**Exercises:**
1. Answer these questions using the meeting notes:
(a) On what date did Aaron Walters speak to the NoVA Sec group?
(b) Which forensics suite has integrated the Volatility Framework for memory analysis?
(c) At which event, and in what year, did George M. Garner, Jr. write FAU?
2. Duplicate the part of the meeting notes starting with "NoVA Sec Meeting" and going on through "on memory analysis.".

**Page extract:**
########
NoVA Sec Meeting Memory Analysis Notes
On 24 April we were lucky to have Aaron Walters of Volatile Systems speak to our NoVA Sec group on memory analysis.
I just found my notes so I'd like to post a few thoughts. There is no way I can summarize his talk. I recommend seeing him the next time he speaks at a conference.
Aaron noted that the PyFlag forensics suite has integrated the Volatility Framework for memory analysis. Aaron also mentioned FATkit and VADtools.
In addition to Aaron speaking, we were very surprised to see George M. Garner, Jr., author of Forensic Acquisition Utilities and KnTTools with KnTList. George noted that he wrote FAU at the first SANSFIRE, in 2001 in DC (which I attended too) after hearing there was no equivalent way to copy Windows memory using dd, as one could with Unix.
George sets the standard for software used to acquire memory from Windows systems, so using his KnTTools to collect memory for analysis by KnTList and/or Volatility Framework is a great approach.
########
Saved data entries
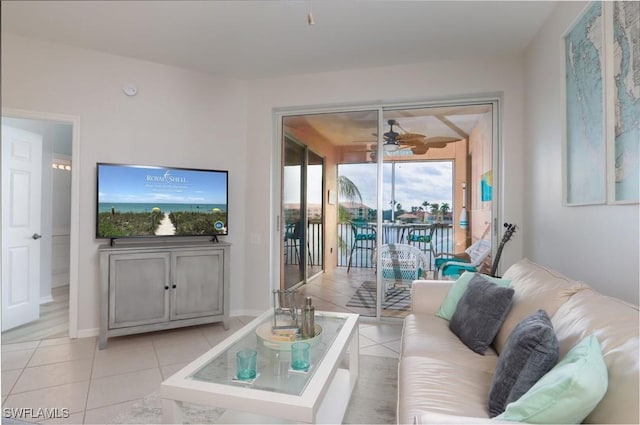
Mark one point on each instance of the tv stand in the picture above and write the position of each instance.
(146, 287)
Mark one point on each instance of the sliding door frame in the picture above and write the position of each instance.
(381, 107)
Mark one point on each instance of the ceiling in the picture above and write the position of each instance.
(259, 39)
(357, 130)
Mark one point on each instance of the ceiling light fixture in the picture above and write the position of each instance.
(390, 146)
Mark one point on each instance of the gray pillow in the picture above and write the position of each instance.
(530, 352)
(480, 313)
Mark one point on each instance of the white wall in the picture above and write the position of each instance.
(430, 81)
(597, 244)
(179, 118)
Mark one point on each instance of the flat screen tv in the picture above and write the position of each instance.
(137, 201)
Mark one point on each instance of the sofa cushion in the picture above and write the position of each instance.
(431, 385)
(530, 352)
(616, 324)
(449, 304)
(536, 287)
(426, 335)
(568, 392)
(480, 313)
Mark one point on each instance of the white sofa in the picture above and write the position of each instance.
(440, 380)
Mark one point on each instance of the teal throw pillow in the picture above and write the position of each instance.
(448, 306)
(568, 392)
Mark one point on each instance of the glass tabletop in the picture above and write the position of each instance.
(274, 371)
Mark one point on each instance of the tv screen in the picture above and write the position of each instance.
(145, 201)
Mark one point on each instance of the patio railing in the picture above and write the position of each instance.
(442, 242)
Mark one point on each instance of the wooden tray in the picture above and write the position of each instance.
(264, 335)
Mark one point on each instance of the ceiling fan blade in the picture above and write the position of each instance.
(419, 150)
(440, 139)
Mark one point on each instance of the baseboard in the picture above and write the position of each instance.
(87, 333)
(47, 299)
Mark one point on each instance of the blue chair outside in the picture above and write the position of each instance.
(364, 237)
(453, 265)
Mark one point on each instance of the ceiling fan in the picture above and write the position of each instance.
(418, 143)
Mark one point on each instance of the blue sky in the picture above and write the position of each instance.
(130, 184)
(415, 182)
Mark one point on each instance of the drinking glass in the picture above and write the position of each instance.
(246, 364)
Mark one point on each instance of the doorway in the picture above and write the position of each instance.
(51, 292)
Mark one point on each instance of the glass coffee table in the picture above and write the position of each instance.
(278, 393)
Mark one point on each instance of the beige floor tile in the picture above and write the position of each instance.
(103, 415)
(16, 359)
(74, 418)
(51, 375)
(176, 336)
(9, 378)
(169, 370)
(379, 350)
(182, 350)
(365, 342)
(393, 345)
(75, 350)
(64, 340)
(122, 361)
(70, 396)
(126, 343)
(125, 387)
(383, 332)
(29, 345)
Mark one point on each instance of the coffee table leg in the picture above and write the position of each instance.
(171, 411)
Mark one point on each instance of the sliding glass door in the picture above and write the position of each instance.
(355, 182)
(303, 214)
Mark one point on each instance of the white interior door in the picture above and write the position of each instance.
(21, 218)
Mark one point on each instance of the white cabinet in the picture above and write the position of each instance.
(147, 288)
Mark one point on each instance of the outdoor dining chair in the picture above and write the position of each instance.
(363, 237)
(401, 264)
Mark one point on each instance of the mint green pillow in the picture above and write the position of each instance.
(450, 303)
(568, 392)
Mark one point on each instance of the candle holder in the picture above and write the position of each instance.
(285, 313)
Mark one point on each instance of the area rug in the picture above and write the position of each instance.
(373, 400)
(365, 297)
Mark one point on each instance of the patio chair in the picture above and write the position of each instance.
(452, 265)
(292, 239)
(422, 237)
(364, 237)
(402, 264)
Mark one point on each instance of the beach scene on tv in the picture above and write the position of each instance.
(136, 201)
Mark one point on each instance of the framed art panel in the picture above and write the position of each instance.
(623, 33)
(584, 162)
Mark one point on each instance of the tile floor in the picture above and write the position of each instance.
(96, 385)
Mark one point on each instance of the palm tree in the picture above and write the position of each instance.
(348, 191)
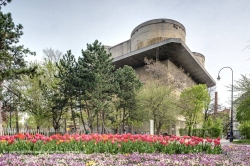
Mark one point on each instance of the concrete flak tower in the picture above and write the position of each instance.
(154, 31)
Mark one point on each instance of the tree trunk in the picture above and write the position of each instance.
(102, 116)
(73, 115)
(17, 125)
(158, 128)
(97, 123)
(1, 119)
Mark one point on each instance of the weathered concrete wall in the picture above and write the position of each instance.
(120, 49)
(154, 31)
(200, 57)
(179, 74)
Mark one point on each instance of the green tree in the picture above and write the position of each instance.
(31, 94)
(159, 103)
(4, 3)
(12, 63)
(193, 101)
(244, 128)
(97, 64)
(158, 96)
(242, 102)
(243, 110)
(126, 84)
(54, 99)
(67, 76)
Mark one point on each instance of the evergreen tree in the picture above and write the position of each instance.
(97, 65)
(12, 64)
(126, 84)
(67, 76)
(192, 101)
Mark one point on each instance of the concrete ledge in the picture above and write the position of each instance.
(173, 49)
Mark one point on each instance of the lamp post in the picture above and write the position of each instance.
(231, 122)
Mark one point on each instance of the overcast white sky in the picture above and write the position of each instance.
(219, 29)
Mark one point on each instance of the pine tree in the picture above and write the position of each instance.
(67, 76)
(99, 67)
(12, 63)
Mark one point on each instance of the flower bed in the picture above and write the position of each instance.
(232, 155)
(107, 143)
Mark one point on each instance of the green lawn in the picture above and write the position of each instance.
(243, 142)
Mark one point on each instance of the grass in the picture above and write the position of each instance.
(243, 142)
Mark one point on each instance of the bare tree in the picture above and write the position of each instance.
(52, 55)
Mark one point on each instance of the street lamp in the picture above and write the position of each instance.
(231, 122)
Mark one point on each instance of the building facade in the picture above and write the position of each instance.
(163, 40)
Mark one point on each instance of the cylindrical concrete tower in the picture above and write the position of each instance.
(200, 58)
(154, 31)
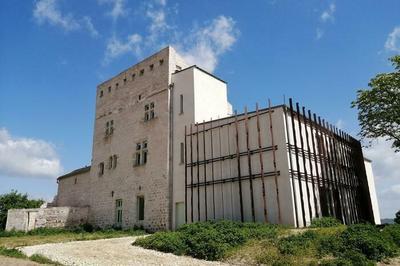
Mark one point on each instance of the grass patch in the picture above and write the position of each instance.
(12, 252)
(43, 260)
(12, 239)
(325, 222)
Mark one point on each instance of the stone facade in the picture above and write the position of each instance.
(137, 176)
(74, 189)
(56, 217)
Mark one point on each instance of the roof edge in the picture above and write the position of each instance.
(76, 172)
(202, 70)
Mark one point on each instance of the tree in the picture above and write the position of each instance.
(15, 200)
(379, 106)
(397, 218)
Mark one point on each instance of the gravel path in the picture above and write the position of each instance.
(116, 251)
(7, 261)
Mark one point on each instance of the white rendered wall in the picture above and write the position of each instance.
(204, 97)
(372, 191)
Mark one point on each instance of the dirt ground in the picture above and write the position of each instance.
(116, 251)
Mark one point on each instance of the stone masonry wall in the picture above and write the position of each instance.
(28, 219)
(74, 190)
(142, 84)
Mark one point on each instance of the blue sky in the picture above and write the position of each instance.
(53, 53)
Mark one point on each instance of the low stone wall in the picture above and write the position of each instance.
(59, 217)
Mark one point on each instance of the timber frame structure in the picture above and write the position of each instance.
(325, 166)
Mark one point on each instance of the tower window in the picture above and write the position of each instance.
(115, 158)
(101, 169)
(118, 212)
(182, 152)
(109, 128)
(140, 208)
(149, 111)
(181, 104)
(141, 153)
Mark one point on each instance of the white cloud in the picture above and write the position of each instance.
(202, 46)
(116, 47)
(25, 157)
(319, 33)
(340, 124)
(118, 8)
(385, 164)
(206, 44)
(48, 11)
(89, 26)
(393, 40)
(328, 14)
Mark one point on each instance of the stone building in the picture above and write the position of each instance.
(167, 149)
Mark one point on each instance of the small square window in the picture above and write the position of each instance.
(149, 111)
(140, 156)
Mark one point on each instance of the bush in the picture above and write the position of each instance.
(170, 242)
(325, 222)
(207, 240)
(296, 244)
(11, 252)
(368, 240)
(393, 232)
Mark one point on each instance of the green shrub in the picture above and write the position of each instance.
(325, 222)
(368, 240)
(207, 240)
(171, 242)
(296, 244)
(12, 252)
(330, 245)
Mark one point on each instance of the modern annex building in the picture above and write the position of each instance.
(167, 149)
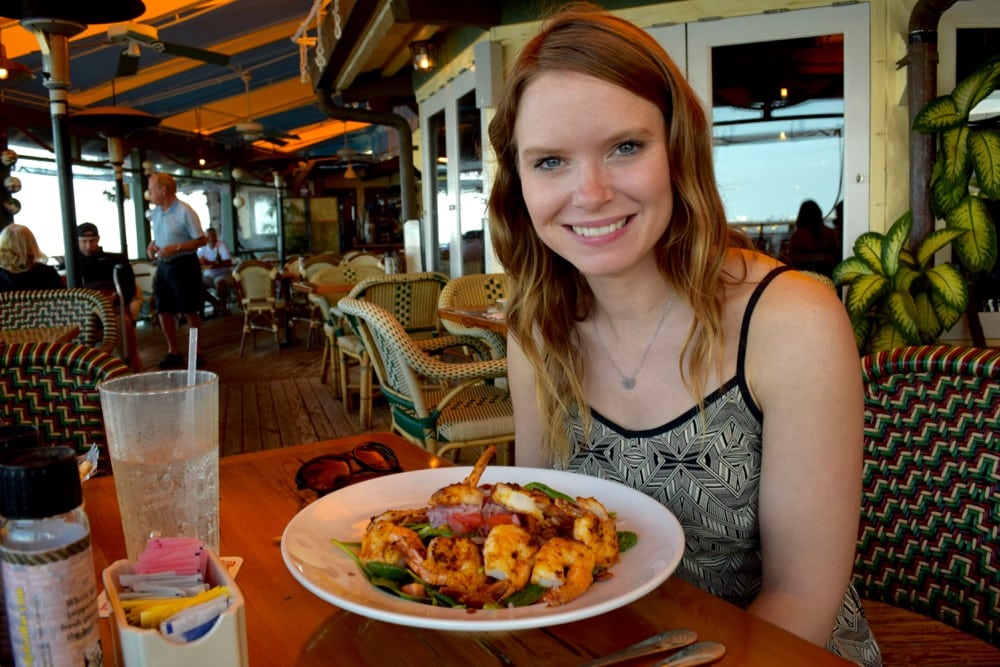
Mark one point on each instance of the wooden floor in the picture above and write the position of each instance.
(267, 400)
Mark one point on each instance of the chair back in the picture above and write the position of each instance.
(930, 506)
(54, 387)
(469, 412)
(89, 309)
(411, 298)
(475, 289)
(365, 259)
(309, 266)
(255, 281)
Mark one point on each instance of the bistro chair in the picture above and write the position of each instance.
(477, 289)
(257, 285)
(467, 411)
(325, 314)
(411, 298)
(324, 310)
(930, 507)
(53, 386)
(88, 309)
(365, 259)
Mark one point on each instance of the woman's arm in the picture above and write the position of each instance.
(804, 371)
(528, 427)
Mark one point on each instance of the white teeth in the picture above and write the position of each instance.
(599, 231)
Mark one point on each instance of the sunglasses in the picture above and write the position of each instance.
(330, 472)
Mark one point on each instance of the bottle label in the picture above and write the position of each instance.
(51, 600)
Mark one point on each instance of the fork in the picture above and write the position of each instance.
(663, 641)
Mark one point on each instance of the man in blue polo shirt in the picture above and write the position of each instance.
(177, 235)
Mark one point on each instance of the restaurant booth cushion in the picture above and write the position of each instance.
(930, 505)
(53, 386)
########
**Answers in order:**
1.
(a) 24 April
(b) PyFlag
(c) The first SANSFIRE, in 2001

2.
NoVA Sec Meeting Memory Analysis Notes
On 24 April we were lucky to have Aaron Walters of Volatile Systems speak to our NoVA Sec group on memory analysis.